OBJECTIVE » Pull out every line of the material below that contains the word "surface", and copy each one unchanged.

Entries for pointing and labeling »
'''
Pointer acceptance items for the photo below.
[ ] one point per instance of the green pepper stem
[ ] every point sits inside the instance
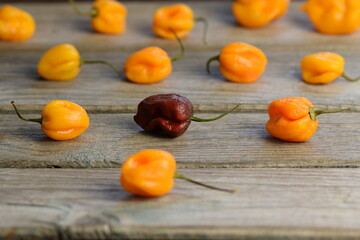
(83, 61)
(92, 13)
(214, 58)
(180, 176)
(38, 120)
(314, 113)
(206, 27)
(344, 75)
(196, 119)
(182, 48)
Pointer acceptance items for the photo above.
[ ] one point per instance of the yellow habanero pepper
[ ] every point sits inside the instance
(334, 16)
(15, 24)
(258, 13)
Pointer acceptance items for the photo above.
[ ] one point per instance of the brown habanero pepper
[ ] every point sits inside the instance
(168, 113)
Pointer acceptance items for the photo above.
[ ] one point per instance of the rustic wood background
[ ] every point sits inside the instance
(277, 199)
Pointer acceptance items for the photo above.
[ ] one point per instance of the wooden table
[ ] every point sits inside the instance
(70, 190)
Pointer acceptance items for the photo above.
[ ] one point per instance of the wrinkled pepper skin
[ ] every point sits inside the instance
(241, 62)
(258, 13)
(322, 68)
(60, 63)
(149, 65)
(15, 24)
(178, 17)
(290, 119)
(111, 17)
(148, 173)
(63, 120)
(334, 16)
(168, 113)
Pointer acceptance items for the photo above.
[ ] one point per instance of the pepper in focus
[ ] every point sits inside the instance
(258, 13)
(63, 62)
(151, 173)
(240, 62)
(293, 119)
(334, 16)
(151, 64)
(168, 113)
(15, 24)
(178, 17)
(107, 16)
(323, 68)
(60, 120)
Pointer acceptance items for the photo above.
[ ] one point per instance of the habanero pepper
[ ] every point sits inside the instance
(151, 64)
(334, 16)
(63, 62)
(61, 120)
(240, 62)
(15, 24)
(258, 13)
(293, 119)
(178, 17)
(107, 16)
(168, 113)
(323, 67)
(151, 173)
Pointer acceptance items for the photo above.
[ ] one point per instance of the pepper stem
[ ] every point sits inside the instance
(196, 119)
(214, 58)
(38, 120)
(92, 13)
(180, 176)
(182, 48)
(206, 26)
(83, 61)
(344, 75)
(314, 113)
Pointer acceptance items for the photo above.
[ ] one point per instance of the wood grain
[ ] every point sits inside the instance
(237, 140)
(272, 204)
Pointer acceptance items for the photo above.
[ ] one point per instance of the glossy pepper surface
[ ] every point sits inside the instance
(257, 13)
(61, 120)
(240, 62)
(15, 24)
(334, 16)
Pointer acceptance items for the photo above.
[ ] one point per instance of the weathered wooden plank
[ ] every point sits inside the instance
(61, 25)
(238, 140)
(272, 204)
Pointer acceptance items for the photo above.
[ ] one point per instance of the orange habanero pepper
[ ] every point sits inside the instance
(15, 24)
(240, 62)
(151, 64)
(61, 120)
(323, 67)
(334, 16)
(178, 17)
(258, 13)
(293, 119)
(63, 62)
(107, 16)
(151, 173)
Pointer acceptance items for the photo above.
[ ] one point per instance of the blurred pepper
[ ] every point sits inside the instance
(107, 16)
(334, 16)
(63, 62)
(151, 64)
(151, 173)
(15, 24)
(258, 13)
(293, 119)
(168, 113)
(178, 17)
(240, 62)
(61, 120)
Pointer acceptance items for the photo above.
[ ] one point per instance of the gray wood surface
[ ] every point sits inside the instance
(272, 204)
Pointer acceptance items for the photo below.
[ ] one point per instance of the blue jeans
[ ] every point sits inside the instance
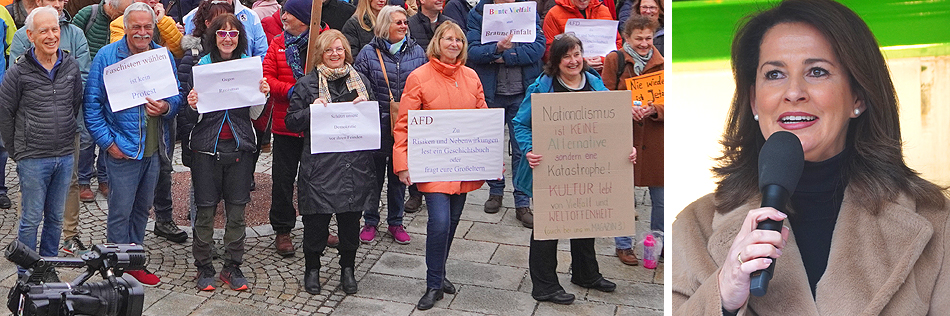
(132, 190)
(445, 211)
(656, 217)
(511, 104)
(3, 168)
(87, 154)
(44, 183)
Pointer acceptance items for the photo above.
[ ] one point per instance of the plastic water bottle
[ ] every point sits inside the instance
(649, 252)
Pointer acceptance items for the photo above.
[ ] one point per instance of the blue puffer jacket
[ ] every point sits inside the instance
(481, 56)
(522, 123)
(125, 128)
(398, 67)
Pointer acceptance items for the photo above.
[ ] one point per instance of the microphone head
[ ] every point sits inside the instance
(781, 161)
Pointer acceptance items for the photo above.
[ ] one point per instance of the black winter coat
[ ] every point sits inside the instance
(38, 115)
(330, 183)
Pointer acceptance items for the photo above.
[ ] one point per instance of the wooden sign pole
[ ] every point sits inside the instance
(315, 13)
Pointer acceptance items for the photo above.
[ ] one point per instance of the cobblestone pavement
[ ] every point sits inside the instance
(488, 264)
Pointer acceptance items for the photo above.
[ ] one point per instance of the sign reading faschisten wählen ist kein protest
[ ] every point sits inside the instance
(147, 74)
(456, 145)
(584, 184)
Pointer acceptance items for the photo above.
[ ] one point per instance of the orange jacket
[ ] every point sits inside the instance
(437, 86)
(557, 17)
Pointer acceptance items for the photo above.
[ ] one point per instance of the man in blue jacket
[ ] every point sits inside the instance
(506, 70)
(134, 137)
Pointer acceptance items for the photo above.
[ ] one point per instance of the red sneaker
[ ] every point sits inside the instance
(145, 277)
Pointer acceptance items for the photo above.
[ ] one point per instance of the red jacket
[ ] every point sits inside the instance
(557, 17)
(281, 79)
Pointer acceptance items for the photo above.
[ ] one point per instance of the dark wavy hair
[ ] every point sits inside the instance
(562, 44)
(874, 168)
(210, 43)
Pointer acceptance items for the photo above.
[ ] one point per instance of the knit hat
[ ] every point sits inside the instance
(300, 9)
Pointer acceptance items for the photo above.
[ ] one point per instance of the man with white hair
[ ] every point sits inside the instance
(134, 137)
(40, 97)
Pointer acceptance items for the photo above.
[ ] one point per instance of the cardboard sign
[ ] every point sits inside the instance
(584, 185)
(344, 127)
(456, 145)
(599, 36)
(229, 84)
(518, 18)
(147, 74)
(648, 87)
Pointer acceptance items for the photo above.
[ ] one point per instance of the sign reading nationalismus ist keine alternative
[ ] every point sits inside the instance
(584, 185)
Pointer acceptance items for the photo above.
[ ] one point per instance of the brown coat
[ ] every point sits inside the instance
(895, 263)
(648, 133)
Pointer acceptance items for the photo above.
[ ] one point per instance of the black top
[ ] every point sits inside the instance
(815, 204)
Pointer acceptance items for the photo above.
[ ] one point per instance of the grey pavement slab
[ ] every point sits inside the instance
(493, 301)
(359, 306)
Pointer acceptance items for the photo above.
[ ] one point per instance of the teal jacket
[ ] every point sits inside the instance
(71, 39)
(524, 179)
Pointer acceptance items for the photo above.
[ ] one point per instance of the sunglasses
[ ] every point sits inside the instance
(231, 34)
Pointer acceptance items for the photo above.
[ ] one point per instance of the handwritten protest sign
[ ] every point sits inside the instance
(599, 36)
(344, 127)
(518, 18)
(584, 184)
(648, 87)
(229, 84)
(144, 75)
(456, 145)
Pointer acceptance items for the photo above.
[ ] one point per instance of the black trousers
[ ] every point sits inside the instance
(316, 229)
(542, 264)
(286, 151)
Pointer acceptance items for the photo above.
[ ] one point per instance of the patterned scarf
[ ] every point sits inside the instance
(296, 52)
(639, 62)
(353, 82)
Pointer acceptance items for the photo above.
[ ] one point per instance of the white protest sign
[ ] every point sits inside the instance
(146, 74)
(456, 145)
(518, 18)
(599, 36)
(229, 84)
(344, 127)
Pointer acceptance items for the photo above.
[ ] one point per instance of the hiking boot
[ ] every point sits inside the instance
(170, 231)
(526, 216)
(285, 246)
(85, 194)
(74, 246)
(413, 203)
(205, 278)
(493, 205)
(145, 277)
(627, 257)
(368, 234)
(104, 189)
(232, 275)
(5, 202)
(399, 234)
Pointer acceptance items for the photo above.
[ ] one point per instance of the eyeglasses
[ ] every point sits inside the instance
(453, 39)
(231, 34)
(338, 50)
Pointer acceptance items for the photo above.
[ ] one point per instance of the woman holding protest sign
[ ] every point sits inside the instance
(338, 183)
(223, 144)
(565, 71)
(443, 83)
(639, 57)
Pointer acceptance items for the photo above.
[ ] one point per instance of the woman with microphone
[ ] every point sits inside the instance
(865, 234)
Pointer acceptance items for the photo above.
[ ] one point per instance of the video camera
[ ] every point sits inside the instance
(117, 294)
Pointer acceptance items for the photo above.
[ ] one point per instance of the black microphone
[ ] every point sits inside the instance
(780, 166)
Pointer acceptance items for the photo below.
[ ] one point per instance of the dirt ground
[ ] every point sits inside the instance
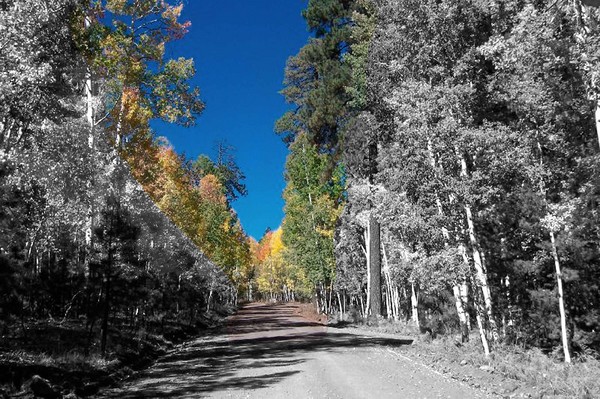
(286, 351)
'''
ANSWER TO THIS EXERCISE »
[ ] one point per instance of the glossy pepper surface
[ ] one point per instance of the gray wood surface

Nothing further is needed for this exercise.